The data -

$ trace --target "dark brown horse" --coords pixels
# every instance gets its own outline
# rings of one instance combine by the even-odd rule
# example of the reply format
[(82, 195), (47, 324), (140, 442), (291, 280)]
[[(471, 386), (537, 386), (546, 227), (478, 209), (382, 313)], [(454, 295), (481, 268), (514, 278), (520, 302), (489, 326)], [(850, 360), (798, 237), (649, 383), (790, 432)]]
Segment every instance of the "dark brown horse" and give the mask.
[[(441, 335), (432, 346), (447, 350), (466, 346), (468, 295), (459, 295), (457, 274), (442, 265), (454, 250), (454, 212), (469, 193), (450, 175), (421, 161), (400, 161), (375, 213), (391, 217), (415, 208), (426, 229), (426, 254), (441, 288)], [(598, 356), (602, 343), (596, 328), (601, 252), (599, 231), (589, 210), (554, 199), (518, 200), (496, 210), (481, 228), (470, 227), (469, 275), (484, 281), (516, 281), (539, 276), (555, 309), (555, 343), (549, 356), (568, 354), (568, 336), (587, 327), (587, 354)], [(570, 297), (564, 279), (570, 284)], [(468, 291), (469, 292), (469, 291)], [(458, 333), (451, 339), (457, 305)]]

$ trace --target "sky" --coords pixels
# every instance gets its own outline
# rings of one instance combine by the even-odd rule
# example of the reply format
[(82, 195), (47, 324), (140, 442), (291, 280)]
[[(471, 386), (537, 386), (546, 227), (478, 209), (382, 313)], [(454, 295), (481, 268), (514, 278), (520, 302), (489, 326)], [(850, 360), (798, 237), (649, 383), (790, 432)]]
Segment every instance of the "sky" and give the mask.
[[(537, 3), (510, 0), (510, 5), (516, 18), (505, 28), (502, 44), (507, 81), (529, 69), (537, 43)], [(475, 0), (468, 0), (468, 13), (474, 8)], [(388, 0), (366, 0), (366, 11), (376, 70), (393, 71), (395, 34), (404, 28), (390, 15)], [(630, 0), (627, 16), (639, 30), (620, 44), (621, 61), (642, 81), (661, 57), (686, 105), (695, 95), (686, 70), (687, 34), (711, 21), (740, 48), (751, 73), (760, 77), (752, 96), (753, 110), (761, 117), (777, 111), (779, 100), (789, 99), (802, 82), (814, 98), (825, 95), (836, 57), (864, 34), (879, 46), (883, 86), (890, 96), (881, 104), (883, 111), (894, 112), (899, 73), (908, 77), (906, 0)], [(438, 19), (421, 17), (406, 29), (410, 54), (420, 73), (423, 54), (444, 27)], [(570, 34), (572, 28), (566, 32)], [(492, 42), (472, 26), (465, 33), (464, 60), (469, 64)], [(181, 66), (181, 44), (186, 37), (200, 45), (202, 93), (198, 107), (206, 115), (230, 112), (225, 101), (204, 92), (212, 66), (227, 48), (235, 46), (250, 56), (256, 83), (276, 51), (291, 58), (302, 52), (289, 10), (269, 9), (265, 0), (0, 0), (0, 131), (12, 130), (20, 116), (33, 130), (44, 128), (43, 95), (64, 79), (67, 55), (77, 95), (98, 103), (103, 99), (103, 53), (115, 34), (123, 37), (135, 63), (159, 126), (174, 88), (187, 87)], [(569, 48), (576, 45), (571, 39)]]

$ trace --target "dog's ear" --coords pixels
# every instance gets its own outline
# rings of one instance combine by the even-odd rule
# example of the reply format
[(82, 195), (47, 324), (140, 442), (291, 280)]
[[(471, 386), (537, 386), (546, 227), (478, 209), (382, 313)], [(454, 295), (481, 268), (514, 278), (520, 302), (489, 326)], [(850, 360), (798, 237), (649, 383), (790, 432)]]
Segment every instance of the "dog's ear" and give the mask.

Task description -
Count the lines in the data above that contain the word "brown". Reply with the number only.

Written response -
2